(Stored items)
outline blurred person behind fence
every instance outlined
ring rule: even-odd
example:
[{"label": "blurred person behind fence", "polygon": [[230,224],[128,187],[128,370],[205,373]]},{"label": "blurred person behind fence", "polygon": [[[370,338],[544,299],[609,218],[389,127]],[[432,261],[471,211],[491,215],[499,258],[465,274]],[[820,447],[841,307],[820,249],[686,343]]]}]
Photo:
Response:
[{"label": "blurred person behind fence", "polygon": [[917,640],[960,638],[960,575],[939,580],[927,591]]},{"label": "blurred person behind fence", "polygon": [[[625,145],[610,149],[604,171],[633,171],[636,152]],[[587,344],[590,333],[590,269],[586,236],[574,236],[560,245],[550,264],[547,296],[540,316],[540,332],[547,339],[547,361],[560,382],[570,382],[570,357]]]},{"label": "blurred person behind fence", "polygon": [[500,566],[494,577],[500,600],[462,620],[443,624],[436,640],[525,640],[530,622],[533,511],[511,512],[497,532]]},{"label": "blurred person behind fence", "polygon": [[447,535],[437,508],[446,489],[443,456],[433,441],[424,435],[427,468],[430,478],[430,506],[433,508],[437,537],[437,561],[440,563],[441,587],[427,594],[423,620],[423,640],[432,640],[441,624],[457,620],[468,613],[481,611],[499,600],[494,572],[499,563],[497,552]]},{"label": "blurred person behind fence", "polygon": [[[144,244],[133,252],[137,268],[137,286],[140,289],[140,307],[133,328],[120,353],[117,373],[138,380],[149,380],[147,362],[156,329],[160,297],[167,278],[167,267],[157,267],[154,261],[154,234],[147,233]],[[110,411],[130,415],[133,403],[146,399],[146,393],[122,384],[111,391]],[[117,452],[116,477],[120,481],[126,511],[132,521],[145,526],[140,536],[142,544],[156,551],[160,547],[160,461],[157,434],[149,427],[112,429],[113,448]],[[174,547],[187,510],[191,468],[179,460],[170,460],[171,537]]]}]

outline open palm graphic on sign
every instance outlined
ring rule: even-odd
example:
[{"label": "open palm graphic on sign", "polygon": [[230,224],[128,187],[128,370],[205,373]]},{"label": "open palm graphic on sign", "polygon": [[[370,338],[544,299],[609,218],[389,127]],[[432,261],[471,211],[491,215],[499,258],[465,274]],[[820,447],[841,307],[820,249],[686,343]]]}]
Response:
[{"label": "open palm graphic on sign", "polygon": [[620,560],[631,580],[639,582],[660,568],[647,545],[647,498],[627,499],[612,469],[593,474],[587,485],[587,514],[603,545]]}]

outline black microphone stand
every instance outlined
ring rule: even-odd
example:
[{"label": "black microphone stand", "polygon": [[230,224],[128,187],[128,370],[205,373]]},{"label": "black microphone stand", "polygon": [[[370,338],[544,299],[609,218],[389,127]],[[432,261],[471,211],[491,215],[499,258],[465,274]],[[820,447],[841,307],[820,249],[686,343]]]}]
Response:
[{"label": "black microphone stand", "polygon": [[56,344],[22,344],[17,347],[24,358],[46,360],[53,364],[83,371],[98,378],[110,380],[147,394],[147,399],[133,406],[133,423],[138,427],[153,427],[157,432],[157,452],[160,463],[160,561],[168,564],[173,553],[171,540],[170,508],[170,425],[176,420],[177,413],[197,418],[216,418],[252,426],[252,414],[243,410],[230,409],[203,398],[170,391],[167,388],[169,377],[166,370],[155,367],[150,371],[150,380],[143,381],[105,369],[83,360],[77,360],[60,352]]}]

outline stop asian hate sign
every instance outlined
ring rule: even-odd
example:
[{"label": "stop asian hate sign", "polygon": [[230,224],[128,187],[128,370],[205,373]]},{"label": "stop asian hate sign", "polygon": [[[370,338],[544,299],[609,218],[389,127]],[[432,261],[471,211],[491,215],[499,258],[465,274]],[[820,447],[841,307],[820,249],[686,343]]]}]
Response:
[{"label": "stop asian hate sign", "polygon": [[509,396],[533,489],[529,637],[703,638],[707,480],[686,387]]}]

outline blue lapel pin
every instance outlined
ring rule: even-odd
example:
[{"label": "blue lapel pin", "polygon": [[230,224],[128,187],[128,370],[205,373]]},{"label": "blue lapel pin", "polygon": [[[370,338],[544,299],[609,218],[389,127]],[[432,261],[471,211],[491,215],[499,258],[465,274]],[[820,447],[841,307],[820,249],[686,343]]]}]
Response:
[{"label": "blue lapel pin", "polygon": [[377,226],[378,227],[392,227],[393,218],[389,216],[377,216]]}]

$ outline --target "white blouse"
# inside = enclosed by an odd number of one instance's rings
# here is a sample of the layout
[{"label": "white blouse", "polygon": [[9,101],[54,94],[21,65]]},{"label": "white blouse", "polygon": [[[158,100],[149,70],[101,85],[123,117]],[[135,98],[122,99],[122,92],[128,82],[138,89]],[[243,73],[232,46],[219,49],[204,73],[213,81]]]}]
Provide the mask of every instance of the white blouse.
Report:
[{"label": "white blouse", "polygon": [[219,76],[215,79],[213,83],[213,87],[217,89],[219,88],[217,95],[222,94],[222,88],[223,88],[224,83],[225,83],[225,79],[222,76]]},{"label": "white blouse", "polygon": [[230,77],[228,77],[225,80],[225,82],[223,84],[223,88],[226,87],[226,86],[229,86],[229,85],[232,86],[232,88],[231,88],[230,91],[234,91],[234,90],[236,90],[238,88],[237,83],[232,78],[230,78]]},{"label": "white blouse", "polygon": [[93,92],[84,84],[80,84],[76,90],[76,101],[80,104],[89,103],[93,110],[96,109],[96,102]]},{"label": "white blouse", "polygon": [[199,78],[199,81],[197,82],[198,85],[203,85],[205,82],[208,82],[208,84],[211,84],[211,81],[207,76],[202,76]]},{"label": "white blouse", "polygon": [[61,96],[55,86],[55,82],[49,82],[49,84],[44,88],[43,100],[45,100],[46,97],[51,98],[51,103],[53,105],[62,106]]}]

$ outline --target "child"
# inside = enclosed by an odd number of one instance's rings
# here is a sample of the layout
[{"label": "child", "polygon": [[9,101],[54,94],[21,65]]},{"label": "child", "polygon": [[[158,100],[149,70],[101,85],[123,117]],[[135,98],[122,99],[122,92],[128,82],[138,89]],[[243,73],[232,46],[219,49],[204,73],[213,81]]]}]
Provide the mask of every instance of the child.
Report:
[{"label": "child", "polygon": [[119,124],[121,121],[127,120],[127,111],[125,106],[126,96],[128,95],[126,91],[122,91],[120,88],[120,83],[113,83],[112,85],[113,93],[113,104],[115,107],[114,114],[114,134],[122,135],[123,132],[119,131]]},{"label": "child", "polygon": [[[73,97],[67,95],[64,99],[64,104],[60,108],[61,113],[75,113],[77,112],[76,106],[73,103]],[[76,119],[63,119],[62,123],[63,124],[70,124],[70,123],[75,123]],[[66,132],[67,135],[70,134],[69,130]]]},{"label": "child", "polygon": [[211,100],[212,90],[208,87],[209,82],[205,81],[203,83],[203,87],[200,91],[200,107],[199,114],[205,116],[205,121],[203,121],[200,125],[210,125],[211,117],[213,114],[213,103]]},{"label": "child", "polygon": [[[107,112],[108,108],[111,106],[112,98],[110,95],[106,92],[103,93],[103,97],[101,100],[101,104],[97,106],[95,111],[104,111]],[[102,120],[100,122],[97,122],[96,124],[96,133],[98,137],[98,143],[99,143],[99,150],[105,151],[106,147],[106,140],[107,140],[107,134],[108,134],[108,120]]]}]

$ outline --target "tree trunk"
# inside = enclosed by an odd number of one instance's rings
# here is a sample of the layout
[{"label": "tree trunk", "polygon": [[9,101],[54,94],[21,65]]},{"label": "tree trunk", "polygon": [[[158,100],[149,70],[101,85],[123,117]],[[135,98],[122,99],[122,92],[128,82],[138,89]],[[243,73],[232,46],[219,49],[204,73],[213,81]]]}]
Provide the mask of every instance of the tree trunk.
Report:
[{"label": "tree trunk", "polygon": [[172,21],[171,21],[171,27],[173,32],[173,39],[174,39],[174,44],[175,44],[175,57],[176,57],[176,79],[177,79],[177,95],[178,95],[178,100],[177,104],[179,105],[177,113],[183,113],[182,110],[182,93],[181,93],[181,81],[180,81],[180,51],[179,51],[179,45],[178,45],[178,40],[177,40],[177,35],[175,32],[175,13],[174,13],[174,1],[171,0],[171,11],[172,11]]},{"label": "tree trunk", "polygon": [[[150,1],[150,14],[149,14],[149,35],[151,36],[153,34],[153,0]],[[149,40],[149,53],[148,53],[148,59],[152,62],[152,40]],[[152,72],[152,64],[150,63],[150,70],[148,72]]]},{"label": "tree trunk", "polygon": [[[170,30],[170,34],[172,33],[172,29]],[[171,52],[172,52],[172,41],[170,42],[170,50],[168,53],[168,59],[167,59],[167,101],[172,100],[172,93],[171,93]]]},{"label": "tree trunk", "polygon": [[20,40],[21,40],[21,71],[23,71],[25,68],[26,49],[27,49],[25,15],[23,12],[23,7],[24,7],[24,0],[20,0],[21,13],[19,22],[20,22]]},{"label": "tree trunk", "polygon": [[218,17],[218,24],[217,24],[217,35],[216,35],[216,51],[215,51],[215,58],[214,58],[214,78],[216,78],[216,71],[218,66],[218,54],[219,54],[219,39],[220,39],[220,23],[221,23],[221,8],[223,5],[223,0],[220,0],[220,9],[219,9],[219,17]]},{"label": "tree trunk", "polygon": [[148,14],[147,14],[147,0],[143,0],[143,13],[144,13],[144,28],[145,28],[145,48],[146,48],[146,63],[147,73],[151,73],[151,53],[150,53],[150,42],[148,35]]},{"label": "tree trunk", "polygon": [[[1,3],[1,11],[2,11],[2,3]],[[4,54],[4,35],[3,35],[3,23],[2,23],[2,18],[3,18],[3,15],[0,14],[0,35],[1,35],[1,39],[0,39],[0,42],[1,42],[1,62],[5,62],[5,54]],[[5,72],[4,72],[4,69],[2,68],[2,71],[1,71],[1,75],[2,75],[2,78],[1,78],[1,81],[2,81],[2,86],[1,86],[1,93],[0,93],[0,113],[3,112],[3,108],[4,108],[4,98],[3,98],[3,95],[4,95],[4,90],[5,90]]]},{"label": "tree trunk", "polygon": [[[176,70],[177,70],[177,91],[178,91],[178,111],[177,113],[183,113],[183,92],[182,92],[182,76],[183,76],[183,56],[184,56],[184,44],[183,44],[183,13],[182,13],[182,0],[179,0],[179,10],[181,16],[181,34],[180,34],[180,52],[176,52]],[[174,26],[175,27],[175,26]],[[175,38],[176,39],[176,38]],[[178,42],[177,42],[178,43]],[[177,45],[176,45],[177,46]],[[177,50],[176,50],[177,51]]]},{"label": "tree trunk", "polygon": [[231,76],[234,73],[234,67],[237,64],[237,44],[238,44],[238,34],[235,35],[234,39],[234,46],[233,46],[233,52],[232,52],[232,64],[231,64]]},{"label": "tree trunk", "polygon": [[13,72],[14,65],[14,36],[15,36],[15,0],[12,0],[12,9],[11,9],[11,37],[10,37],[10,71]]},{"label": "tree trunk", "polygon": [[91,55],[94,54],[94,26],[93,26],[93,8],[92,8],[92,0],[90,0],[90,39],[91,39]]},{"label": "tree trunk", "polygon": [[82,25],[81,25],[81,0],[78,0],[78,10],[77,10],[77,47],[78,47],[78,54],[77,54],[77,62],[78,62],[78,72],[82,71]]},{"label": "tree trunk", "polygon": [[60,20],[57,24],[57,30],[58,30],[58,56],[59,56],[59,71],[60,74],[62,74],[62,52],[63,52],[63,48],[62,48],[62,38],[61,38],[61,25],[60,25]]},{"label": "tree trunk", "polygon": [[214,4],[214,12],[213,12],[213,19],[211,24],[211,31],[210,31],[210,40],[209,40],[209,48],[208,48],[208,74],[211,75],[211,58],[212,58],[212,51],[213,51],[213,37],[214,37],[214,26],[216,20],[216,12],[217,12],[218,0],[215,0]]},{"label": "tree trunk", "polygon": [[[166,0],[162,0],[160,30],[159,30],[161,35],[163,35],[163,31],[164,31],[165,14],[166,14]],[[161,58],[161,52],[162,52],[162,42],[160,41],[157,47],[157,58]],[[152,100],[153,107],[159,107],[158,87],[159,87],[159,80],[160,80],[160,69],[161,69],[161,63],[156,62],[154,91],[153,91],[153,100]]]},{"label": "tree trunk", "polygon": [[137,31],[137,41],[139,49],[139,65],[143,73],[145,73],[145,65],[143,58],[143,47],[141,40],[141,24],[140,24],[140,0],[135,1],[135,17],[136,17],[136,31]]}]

→ EXERCISE DETAILS:
Every line above that holds the string "target" should be copied into the answer.

→ ANSWER SECTION:
$ outline --target "white blouse"
$ outline --target "child"
$ outline --target "tree trunk"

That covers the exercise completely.